# Start of Task inputs

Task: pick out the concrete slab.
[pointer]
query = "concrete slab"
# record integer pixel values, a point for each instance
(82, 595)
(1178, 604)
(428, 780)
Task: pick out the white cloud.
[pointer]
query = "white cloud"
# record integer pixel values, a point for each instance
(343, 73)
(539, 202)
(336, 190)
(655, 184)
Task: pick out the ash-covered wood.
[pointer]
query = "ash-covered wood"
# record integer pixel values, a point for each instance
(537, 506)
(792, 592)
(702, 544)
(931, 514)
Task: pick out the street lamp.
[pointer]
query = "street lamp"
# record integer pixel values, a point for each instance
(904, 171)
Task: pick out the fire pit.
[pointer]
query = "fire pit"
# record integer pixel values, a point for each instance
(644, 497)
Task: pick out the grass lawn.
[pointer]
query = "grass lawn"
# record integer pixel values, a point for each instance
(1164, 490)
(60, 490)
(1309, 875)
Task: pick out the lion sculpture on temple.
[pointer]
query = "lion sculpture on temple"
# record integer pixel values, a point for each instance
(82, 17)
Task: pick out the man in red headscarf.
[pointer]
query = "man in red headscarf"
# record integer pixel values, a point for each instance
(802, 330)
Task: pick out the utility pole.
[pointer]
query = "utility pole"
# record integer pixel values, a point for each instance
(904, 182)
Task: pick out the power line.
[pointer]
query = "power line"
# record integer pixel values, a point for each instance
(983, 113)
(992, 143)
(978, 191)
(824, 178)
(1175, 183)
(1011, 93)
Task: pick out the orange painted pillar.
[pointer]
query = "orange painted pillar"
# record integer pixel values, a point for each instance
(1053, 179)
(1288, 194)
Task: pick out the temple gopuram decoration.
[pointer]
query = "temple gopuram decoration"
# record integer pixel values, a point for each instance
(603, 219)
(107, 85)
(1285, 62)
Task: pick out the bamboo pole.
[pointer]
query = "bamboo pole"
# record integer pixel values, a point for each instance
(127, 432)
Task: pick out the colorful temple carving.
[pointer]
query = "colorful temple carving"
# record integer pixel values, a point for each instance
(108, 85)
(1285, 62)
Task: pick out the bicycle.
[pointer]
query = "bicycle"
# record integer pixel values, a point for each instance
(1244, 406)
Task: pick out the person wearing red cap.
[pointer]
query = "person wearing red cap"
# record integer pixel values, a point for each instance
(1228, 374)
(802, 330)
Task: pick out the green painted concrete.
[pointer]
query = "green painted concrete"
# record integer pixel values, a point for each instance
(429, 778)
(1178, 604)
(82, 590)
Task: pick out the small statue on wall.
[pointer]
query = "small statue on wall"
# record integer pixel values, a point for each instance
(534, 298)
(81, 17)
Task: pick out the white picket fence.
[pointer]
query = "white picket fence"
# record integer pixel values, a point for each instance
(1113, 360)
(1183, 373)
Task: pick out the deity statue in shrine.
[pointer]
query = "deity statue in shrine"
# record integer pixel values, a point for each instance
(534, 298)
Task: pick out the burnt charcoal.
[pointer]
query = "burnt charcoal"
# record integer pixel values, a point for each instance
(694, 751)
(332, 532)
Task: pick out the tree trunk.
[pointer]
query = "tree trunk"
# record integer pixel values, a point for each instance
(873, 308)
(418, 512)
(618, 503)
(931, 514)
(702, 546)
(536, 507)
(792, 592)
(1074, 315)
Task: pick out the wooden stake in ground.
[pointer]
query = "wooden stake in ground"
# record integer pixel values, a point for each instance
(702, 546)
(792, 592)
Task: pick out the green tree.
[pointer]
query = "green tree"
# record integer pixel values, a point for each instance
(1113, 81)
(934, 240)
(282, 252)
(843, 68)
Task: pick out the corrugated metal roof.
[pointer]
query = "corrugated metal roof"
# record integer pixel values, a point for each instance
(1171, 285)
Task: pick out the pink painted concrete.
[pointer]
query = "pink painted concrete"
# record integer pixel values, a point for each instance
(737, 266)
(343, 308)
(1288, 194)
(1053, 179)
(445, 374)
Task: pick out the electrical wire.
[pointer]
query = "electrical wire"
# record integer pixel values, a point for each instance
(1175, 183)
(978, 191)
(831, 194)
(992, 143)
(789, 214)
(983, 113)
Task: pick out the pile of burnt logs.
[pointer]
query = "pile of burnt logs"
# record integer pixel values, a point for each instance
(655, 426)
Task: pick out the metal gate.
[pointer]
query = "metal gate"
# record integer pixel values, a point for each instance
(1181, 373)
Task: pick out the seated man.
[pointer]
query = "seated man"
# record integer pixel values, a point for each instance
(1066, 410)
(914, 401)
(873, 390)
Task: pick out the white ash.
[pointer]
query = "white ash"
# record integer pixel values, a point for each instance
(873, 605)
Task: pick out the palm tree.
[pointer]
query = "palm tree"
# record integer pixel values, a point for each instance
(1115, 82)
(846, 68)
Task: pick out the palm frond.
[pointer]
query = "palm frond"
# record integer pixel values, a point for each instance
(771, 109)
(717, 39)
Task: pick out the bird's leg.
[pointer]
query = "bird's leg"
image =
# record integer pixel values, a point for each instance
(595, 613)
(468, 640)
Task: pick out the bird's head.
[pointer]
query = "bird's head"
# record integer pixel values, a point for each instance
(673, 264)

# End of Task inputs

## The request
Put all of the lines above into a JSON list of strings with one string per line, leaving out any blank lines.

## Expected output
[
  "Task: pick out the concrete slab.",
  "[pointer]",
  "query = \"concrete slab\"",
  "# record integer pixel values, a point for each instance",
  "(82, 595)",
  "(1178, 604)",
  "(428, 780)",
  "Task: pick out the white cloud.",
  "[pointer]",
  "query = \"white cloud\"",
  "# record integer pixel values, a point for each instance",
  "(343, 73)",
  "(539, 202)",
  "(336, 190)",
  "(655, 184)",
  "Task: pick out the ash-covered wood.",
  "[pointer]",
  "query = \"ash-covered wood\"",
  "# record integer pixel values, a point for each instance",
  "(537, 506)",
  "(792, 592)",
  "(702, 544)",
  "(931, 514)",
  "Task: pick out the street lamp.",
  "[pointer]",
  "query = \"street lamp\"",
  "# record integer pixel values, a point for each instance",
  "(904, 171)",
  "Task: pick out the fire pit.",
  "[pointer]",
  "query = \"fire pit\"",
  "# record integer pixel values, a point for each instance",
  "(644, 497)",
  "Task: pick out the grass lawn.",
  "[pointer]",
  "query = \"grass lawn\"",
  "# record integer pixel values, a point for each instance",
  "(1164, 490)",
  "(60, 490)",
  "(1309, 875)",
  "Task: pick out the lion sculpture on temple.",
  "[pointer]",
  "query = \"lion sculpture on temple\"",
  "# record integer pixel values, a point for each instance",
  "(82, 17)",
  "Task: pick out the man in red headscarf.",
  "[pointer]",
  "query = \"man in red headscarf\"",
  "# record integer pixel values, a point for each instance",
  "(802, 330)",
  "Task: pick out the utility pole.",
  "[pointer]",
  "query = \"utility pole\"",
  "# record integer pixel values, a point for each instance",
  "(904, 182)",
  "Task: pick out the power line.",
  "[pointer]",
  "query = \"power line\"",
  "# record integer pixel values, a point for each instance",
  "(983, 113)",
  "(992, 143)",
  "(978, 191)",
  "(824, 178)",
  "(1175, 183)",
  "(1011, 93)",
  "Task: pick out the orange painted pillar.",
  "[pointer]",
  "query = \"orange painted pillar\"",
  "# record integer pixel values, a point for each instance",
  "(1053, 179)",
  "(1288, 194)",
  "Task: pick out the temple gopuram decoration.",
  "[pointer]",
  "query = \"temple gopuram decoration\"",
  "# record integer pixel values, a point for each instance",
  "(603, 219)",
  "(107, 85)",
  "(1285, 62)",
  "Task: pick out the bamboo pole.",
  "[pointer]",
  "query = \"bamboo pole\"",
  "# record integer pixel values, a point for each instance",
  "(127, 432)",
  "Task: pick out the colorful temple carving.",
  "[pointer]",
  "query = \"colorful temple carving\"",
  "# record integer pixel values, a point for each instance",
  "(108, 85)",
  "(1285, 62)",
  "Task: pick out the bicycle.",
  "[pointer]",
  "query = \"bicycle\"",
  "# record integer pixel values, a point for each instance",
  "(1244, 406)",
  "Task: pick out the person wearing red cap.",
  "[pointer]",
  "query = \"person wearing red cap\"",
  "# record integer pixel values, a point for each instance",
  "(1228, 374)",
  "(802, 330)",
  "Task: pick out the green painted concrete.",
  "[pointer]",
  "query = \"green painted concrete\"",
  "# record integer pixel values, a point for each instance",
  "(429, 778)",
  "(1178, 604)",
  "(82, 590)",
  "Task: pick out the small statue on wall.",
  "[pointer]",
  "query = \"small statue on wall\"",
  "# record integer pixel values, a point for each instance",
  "(534, 298)",
  "(81, 17)",
  "Task: pick out the white picket fence.",
  "[pointer]",
  "query = \"white picket fence\"",
  "# record integer pixel values, a point for each instance",
  "(1113, 360)",
  "(1183, 373)",
  "Task: pick out the deity statue in shrine.",
  "[pointer]",
  "query = \"deity statue in shrine\"",
  "# record integer pixel values, a point for each instance",
  "(534, 298)",
  "Task: pick out the burnt charcoal.",
  "[pointer]",
  "query = \"burnt charcoal\"",
  "# record integer pixel values, a point for each instance",
  "(694, 751)",
  "(332, 532)",
  "Task: pick out the tree trunk.",
  "[pointer]",
  "query = \"tree trunk\"",
  "# record integer pixel values, a point for each instance",
  "(873, 308)",
  "(418, 512)",
  "(618, 503)",
  "(931, 514)",
  "(702, 546)",
  "(536, 507)",
  "(792, 592)",
  "(1074, 315)",
  "Task: pick out the wooden stake in ground.",
  "[pointer]",
  "query = \"wooden stake in ground\"",
  "# record integer pixel values, a point for each instance",
  "(702, 546)",
  "(792, 592)",
  "Task: pick out the green tree.",
  "[pointer]",
  "query = \"green tree\"",
  "# record integer pixel values, a point for each instance",
  "(1113, 81)",
  "(934, 240)",
  "(282, 252)",
  "(843, 68)",
  "Task: pick out the corrugated metal roof.",
  "[pointer]",
  "query = \"corrugated metal roof\"",
  "# record integer pixel values, a point for each instance",
  "(1171, 285)",
  "Task: pick out the pink painted concrete.",
  "[pointer]",
  "query = \"pink painted concrete\"",
  "# record integer pixel values, a point for each instance",
  "(737, 266)",
  "(343, 308)",
  "(1288, 194)",
  "(1053, 179)",
  "(445, 374)",
  "Task: pick out the electrical wire.",
  "[pointer]",
  "query = \"electrical wire\"",
  "# record integer pixel values, a point for each instance",
  "(1175, 183)",
  "(978, 191)",
  "(831, 194)",
  "(992, 143)",
  "(789, 214)",
  "(983, 113)",
  "Task: pick out the pile of burnt logs.",
  "[pointer]",
  "query = \"pile of burnt logs\"",
  "# record integer pixel values, a point for each instance",
  "(655, 426)",
  "Task: pick out the metal gate.",
  "[pointer]",
  "query = \"metal gate\"",
  "# record integer pixel values, a point for each instance",
  "(1181, 373)",
  "Task: pick out the seated man.",
  "[pointer]",
  "query = \"seated man\"",
  "# record integer pixel values, a point for each instance",
  "(1066, 410)",
  "(914, 401)",
  "(873, 390)",
  "Task: pick out the white ash.",
  "[pointer]",
  "query = \"white ash\"",
  "# record integer pixel values, a point for each instance",
  "(873, 605)",
  "Task: pick out the palm tree.",
  "[pointer]",
  "query = \"palm tree\"",
  "# record integer pixel values, a point for each instance",
  "(1115, 82)",
  "(846, 68)",
  "Task: pick out the palm frond.",
  "[pointer]",
  "query = \"palm frond\"",
  "# record integer pixel values, a point for each instance",
  "(771, 109)",
  "(717, 39)",
  "Task: pick out the bird's leg.",
  "[pointer]",
  "query = \"bird's leg\"",
  "image =",
  "# record integer pixel values, a point for each instance",
  "(595, 613)",
  "(468, 640)",
  "Task: pick out the bird's head.",
  "[pointer]",
  "query = \"bird's head\"",
  "# record integer pixel values, a point for each instance",
  "(673, 264)"
]